◆ **Extrait choisi**:
#####

Aujourd’hui les urgences psychiatriques sont saturées mais ça n’a l’air d’emmerder personne. Les gens deviennent fous, se suicident, tombent en dépression, deviennent anorexiques, boulimiques, violents ou s’éteignent par désespoir, sans que nos gouvernants se disent qu’on est face à un problème d’urgence nationale.
Pourtant, nous les «non-essentiels», nous pourrions faire quelque chose pour que la population ne sombre pas dans les affres de la dépression…
NON ESSENTIEL
Dans notre magnifique société néo-capitaliste, nous sommes devenus non-essentiels.
Déjà avant, nos politiciens s’en tamponnait l’oreille avec une babouche, mais là c’était dit, acté, gravé dans le marbre.
NON ESSENTIEL
L’art, la beauté, le théâtre, la danse, la musique, le plaisir d’un dîner entre potes, d’une bière dans un bar, d’une soirée dansante, tout ça: NON ESSENTIEL.

#####

◆ **Données fournies**:
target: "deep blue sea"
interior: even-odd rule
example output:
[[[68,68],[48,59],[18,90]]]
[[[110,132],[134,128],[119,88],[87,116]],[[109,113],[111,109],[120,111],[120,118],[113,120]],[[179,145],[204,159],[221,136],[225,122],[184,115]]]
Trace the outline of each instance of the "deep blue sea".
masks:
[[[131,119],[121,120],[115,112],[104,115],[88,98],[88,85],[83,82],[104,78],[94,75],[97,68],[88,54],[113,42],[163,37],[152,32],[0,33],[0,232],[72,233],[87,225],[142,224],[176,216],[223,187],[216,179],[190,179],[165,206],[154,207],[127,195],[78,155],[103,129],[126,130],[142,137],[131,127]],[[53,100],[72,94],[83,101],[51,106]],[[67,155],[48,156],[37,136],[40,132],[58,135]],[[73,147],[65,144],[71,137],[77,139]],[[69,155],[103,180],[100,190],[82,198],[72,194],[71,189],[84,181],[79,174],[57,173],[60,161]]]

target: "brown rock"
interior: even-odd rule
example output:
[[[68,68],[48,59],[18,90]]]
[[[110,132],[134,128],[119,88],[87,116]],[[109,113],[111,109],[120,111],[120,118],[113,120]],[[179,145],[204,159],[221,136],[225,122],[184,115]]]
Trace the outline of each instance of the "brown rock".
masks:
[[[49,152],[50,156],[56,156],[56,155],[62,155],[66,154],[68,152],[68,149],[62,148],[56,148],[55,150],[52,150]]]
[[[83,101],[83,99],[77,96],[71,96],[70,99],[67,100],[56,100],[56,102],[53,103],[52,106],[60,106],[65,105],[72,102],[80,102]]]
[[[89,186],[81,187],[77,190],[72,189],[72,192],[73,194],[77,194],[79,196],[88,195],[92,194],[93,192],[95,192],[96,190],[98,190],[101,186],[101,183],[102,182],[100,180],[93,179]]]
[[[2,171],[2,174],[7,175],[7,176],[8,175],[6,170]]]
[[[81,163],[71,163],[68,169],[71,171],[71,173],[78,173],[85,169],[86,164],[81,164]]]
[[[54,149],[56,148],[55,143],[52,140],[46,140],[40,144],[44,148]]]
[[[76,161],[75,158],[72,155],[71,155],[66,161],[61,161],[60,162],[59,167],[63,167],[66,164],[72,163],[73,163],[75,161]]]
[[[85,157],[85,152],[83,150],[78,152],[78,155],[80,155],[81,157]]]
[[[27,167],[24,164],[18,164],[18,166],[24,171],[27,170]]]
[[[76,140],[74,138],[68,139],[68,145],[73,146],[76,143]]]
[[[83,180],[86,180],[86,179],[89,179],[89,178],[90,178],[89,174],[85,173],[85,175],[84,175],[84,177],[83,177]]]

#####

◆ **Consigne**:
Recopiez l'extrait de « Pourtant, nous les » à « sommes devenus non-essentiels. », en remplaçant « magnifique » par « formidable ». Appuyez-vous uniquement sur l'extrait pour répondre.

◆ **Réponse**:
Pourtant, nous les «non-essentiels», nous pourrions faire quelque chose pour que la population ne sombre pas dans les affres de la dépression…
NON ESSENTIEL
Dans notre formidable société néo-capitaliste, nous sommes devenus non-essentiels.